• **Task instructions**: In the entries that follow, find every line containing "bell" and copy it.

Information given below:

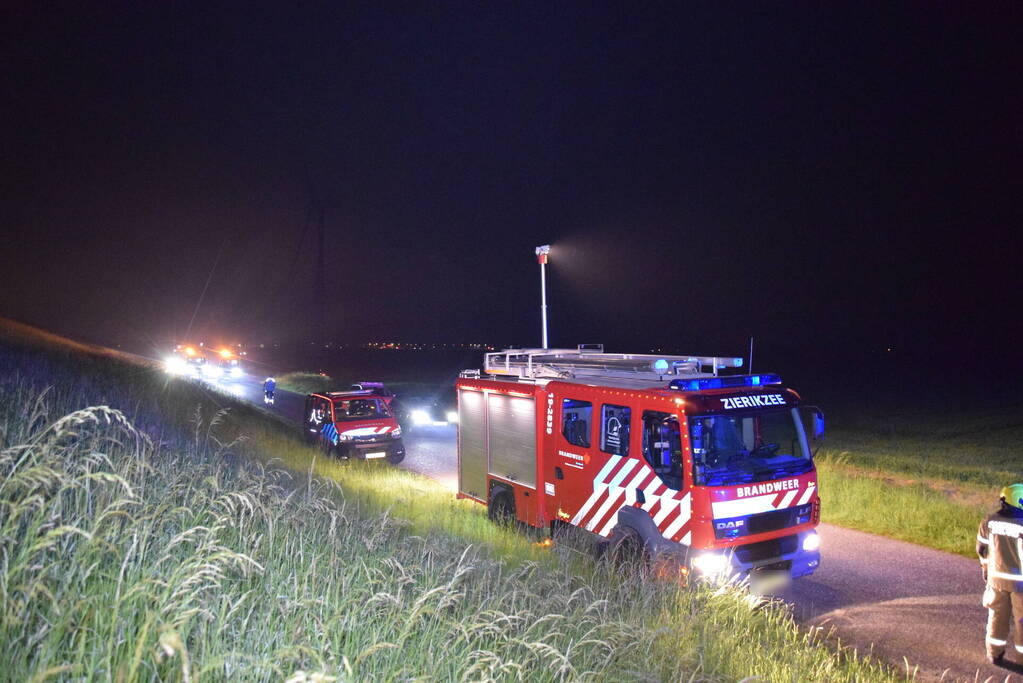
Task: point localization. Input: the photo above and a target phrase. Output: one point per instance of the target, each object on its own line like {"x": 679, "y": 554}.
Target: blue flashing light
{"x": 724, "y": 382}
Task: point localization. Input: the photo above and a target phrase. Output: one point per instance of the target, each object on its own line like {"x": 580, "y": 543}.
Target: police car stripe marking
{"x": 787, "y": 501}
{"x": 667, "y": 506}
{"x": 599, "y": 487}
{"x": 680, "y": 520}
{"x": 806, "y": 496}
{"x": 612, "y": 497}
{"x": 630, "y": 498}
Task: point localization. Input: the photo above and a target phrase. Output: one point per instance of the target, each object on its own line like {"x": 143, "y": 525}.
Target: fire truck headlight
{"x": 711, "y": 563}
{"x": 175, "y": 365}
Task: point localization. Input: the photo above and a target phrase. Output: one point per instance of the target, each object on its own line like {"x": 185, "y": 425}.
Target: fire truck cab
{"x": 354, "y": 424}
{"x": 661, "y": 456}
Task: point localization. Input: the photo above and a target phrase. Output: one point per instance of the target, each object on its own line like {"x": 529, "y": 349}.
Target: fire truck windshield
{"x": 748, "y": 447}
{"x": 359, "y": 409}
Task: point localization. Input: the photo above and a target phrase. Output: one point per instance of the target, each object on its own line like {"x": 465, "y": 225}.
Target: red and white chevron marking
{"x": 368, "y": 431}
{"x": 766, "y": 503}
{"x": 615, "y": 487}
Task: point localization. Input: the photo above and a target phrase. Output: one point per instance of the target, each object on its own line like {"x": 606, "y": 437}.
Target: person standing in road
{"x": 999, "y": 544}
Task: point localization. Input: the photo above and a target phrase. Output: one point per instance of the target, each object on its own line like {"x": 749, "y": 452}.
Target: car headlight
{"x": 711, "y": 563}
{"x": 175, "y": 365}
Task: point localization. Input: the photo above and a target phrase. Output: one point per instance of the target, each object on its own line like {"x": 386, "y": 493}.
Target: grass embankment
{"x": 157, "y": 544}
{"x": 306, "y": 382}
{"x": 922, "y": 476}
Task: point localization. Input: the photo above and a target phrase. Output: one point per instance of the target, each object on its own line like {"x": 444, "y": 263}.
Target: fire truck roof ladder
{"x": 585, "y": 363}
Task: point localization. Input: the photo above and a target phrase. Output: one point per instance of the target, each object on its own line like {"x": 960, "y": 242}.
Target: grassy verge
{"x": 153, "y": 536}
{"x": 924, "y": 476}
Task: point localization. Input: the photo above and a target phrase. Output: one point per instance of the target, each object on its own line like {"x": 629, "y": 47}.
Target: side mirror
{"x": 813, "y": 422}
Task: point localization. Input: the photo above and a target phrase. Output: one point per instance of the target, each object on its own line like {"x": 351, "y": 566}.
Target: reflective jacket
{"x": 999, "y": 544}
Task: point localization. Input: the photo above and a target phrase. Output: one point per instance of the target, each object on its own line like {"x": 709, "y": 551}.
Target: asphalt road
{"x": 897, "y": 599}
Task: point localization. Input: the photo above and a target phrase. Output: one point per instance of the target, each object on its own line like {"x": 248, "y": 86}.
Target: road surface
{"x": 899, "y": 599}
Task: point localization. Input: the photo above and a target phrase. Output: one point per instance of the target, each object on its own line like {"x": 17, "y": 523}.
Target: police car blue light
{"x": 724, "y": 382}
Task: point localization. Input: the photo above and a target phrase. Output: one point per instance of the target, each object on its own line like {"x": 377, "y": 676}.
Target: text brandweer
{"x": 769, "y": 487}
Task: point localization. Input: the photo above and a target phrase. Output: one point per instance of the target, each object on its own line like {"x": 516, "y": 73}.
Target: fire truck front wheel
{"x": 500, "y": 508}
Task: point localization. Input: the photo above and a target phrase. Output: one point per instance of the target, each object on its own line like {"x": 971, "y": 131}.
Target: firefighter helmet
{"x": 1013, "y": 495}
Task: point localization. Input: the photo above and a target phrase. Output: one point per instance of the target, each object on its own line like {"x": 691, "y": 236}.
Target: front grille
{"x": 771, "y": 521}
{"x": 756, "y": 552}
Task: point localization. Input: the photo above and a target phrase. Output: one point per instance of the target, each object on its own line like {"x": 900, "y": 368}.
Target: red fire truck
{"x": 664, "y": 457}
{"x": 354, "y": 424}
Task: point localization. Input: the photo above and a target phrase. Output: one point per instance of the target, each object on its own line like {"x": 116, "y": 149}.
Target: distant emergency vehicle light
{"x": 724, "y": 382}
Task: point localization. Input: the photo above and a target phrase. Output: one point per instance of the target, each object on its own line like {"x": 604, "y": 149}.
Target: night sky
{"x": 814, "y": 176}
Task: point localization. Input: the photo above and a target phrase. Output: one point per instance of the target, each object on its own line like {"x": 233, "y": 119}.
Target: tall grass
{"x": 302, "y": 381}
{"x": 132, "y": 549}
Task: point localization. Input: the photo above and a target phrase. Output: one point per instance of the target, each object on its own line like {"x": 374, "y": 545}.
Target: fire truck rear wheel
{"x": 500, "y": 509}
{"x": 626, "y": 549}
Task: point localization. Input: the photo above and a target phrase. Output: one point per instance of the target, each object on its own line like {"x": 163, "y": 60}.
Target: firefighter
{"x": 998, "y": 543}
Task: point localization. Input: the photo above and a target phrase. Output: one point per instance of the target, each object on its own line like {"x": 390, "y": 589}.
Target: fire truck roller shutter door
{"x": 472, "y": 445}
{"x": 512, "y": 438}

End of Information given.
Information given below:

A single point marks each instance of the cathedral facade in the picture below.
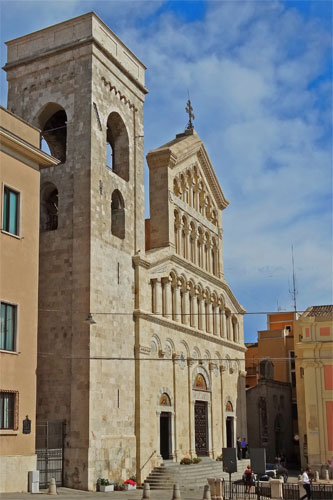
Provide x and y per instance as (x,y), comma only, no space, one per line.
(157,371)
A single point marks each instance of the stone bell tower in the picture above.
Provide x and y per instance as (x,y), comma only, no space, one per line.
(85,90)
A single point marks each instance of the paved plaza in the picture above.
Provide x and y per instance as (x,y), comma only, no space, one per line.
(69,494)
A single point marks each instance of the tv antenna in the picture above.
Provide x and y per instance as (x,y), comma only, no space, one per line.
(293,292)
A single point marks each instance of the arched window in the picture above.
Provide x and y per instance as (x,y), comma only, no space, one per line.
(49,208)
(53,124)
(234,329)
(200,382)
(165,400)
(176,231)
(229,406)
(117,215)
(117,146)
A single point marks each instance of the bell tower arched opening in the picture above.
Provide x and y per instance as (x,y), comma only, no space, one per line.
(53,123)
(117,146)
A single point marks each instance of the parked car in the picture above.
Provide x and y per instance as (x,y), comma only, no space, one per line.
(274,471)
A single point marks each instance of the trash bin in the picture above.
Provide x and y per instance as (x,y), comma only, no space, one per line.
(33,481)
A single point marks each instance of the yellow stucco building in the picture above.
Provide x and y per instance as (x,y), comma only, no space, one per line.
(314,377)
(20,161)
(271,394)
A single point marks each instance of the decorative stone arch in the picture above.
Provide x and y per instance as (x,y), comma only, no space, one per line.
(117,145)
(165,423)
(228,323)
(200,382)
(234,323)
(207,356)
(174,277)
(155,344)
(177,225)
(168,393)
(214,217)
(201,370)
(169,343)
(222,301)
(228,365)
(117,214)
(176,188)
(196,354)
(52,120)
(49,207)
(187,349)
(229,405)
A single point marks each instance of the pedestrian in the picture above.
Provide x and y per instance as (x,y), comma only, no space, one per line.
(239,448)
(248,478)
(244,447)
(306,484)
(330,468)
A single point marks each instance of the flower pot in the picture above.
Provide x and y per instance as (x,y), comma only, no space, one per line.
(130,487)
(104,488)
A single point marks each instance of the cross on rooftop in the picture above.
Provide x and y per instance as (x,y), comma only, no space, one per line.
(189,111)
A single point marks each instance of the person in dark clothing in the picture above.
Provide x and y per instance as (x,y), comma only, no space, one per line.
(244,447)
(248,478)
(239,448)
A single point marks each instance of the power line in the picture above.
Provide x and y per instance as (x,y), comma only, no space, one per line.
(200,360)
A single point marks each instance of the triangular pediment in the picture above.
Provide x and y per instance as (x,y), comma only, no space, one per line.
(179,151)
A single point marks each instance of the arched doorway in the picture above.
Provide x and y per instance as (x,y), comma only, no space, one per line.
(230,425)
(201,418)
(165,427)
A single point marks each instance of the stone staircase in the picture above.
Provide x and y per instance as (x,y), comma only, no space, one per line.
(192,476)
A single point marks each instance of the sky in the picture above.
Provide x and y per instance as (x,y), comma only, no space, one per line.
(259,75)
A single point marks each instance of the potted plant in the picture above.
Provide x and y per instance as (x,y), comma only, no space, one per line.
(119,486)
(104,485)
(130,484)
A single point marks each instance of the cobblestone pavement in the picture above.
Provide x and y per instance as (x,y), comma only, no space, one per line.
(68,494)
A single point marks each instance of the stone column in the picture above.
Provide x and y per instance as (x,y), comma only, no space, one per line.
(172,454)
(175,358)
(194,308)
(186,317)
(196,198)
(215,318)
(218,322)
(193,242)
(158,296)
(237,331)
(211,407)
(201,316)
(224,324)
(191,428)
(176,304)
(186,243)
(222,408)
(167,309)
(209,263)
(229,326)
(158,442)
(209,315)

End of Information given.
Information given below:

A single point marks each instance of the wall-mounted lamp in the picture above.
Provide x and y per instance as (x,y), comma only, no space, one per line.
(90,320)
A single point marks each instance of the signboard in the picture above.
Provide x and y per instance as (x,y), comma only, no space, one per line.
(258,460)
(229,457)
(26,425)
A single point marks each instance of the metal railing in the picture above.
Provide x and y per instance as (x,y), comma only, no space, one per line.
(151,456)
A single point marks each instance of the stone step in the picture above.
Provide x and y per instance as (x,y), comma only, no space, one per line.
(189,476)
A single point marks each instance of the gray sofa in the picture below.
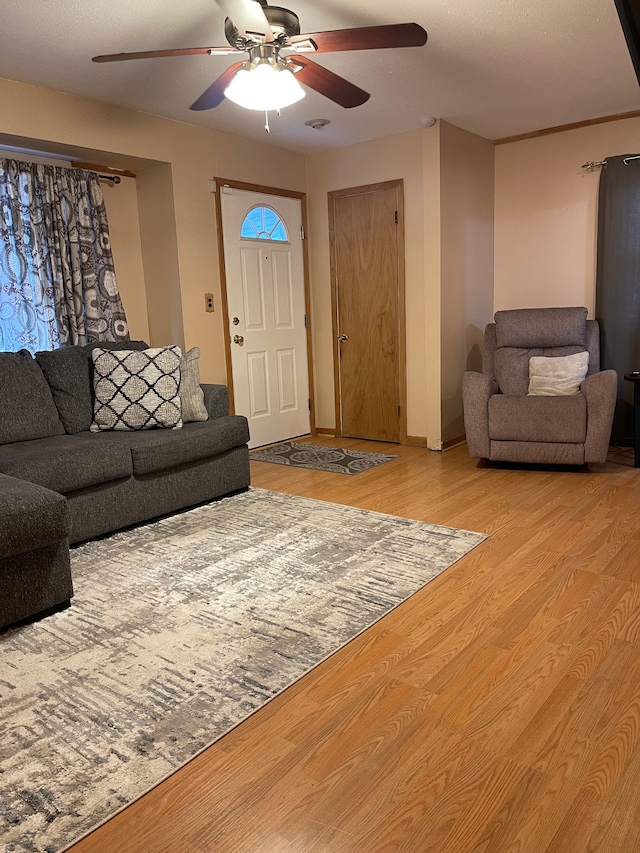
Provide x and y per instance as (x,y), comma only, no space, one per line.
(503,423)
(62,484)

End of Information given.

• **Output of the task**:
A single point marks each instance of the stone bell tower in the picture above.
A single point marks each instance of the bell tower arched opening in the picture above.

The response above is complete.